START

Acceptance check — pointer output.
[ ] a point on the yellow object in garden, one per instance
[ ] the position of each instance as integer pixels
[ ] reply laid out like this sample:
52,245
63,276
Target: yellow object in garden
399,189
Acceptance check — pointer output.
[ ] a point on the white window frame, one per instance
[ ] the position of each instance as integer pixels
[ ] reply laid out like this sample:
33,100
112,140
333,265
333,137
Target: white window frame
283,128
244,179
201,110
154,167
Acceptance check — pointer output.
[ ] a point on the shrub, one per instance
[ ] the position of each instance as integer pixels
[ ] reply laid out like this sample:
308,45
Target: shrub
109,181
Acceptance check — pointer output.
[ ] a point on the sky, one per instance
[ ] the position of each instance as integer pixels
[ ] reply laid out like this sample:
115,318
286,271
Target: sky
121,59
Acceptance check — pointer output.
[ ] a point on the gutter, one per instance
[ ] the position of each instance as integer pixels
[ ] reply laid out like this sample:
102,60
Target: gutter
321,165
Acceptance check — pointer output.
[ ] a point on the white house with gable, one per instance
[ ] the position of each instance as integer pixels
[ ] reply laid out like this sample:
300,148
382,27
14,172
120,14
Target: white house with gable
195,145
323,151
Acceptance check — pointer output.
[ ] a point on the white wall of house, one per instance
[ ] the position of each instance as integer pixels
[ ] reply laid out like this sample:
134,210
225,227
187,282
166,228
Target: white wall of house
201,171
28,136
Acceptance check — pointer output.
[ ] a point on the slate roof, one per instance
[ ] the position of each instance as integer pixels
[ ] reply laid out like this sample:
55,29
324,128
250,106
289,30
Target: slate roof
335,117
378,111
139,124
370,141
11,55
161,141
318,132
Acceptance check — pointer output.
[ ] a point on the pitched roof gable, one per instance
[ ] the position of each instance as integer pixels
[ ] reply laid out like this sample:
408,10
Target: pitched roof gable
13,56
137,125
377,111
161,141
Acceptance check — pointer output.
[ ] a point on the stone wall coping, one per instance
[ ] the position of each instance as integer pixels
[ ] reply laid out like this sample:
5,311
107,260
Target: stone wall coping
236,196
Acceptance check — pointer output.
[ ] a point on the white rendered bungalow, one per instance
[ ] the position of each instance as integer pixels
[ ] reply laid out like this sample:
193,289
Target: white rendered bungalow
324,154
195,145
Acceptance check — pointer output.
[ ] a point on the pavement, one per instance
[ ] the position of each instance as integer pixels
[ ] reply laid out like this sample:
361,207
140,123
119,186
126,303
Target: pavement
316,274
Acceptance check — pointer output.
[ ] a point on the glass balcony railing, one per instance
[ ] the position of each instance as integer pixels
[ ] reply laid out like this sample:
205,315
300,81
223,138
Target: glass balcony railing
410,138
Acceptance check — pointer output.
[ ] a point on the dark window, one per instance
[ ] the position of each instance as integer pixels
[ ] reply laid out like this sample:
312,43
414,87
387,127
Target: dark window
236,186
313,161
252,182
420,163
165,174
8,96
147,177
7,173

END
START

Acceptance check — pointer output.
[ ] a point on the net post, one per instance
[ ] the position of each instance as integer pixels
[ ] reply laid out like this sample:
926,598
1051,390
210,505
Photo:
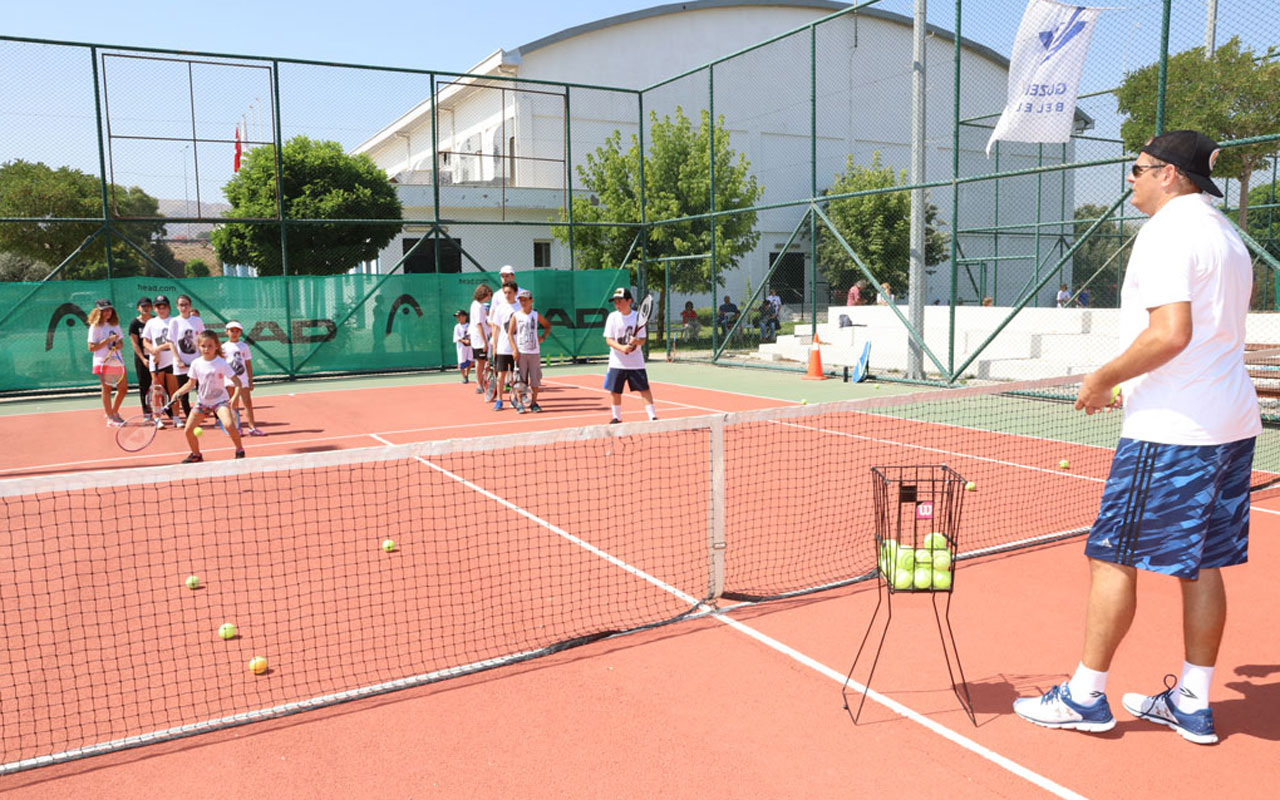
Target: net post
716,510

END
START

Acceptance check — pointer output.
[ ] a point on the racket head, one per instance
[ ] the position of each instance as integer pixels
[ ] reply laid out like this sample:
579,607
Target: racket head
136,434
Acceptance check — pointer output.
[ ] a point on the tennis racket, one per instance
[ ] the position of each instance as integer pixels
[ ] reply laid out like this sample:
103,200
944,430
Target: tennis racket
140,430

END

# [TASK DIRECTIONS]
Gather every line of the items above that contains the word "coping", and copy each one out in full.

# [RESPONSE FOR THIS EXERCISE]
[ ] a point on the stone wall coping, one per instance
Target: stone wall coping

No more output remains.